Object position labeling data
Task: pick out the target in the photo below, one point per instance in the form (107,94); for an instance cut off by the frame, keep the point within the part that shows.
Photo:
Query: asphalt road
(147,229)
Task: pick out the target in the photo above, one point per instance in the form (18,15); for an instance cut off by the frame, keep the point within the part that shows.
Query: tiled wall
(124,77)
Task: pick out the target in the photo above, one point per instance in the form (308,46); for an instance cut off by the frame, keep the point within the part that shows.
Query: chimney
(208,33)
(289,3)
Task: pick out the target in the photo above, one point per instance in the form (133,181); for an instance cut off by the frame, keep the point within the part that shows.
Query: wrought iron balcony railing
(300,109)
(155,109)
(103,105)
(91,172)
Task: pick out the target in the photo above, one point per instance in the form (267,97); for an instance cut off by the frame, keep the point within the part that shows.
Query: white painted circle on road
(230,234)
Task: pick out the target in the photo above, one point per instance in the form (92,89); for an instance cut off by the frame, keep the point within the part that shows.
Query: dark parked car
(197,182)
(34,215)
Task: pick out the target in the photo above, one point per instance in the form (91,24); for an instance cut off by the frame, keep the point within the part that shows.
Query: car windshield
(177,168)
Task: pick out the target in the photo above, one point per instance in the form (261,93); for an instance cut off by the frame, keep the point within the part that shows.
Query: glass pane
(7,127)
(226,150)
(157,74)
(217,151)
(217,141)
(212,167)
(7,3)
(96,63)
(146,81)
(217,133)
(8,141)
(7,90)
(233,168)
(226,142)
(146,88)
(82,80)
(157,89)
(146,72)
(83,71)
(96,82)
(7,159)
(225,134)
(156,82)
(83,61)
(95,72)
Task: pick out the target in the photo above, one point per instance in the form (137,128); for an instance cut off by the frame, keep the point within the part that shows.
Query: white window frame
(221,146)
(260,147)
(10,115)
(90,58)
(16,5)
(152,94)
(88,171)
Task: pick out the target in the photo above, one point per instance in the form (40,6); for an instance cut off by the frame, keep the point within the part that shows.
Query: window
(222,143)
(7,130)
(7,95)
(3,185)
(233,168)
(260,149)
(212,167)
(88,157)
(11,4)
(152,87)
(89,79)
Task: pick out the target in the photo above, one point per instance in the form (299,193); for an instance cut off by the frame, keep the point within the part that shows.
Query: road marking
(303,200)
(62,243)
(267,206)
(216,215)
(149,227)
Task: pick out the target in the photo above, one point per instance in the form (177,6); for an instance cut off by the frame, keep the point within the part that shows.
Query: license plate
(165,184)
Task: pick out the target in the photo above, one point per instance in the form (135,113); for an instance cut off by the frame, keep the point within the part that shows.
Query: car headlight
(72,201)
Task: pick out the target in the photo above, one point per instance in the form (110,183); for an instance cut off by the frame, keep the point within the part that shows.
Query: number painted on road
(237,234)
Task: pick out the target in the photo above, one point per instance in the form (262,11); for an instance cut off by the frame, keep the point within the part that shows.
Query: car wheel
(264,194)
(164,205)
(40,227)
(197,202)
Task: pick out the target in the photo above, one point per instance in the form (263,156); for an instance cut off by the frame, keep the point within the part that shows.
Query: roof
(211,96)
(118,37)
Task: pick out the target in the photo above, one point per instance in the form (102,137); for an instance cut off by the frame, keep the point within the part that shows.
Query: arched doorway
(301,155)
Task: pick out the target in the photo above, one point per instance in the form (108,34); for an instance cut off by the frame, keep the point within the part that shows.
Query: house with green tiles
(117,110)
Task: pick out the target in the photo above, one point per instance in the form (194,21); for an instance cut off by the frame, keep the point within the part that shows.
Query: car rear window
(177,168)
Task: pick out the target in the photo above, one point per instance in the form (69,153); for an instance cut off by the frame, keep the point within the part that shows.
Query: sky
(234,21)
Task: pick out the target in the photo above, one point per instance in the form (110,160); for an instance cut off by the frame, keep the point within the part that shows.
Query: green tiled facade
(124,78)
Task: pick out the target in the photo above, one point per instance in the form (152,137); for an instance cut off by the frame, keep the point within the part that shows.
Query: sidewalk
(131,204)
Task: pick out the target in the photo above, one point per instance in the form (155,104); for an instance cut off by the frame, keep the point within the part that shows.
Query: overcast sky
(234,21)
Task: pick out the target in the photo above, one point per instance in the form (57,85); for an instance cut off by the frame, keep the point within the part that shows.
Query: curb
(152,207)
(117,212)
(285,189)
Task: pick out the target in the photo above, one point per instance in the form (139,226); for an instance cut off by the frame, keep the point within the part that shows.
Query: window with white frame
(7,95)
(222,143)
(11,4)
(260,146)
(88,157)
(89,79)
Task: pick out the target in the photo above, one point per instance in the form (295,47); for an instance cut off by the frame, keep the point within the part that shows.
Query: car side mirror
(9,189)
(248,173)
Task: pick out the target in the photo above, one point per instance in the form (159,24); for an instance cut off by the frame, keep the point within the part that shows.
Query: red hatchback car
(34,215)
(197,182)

[Objective] Copy the data word for word, beginning at the line containing "the form (152,137);" and ending with the final line of the data.

[Answer to the exercise]
Task: pick out the target in the photo above, one point per instance in the form (152,137); for an instance cut off by the frame, keep the point within the part that shows.
Query: sidewalk
(131,204)
Task: pick out the target in the photo above, one point per instance in the form (155,104); for an instance cut off by the frame, keep the point within the part that shows.
Query: overcast sky
(234,21)
Task: pick out the target in the photo above, one point per instance in the form (57,85); for an instance cut off by the frame, keep the point within the part that shows.
Query: curb
(152,207)
(117,212)
(285,189)
Task: pick out the target in the photo above, one point per instance in the form (139,226); for an instance cut off by the frame, keep the point within the part that shows.
Query: window with white frame
(7,95)
(222,143)
(11,4)
(260,146)
(88,157)
(89,79)
Task: pick out the target in the photo above, one point per instance in the form (295,47); for an instance cut off by the frame, keep the point within the part that shows.
Query: car side mirror
(9,189)
(248,173)
Task: pick out the target in the photo above, one point per instance in the form (159,24); for an instance cut off by the frame, keep the point within the part that shows.
Query: red hatchback car
(34,215)
(197,182)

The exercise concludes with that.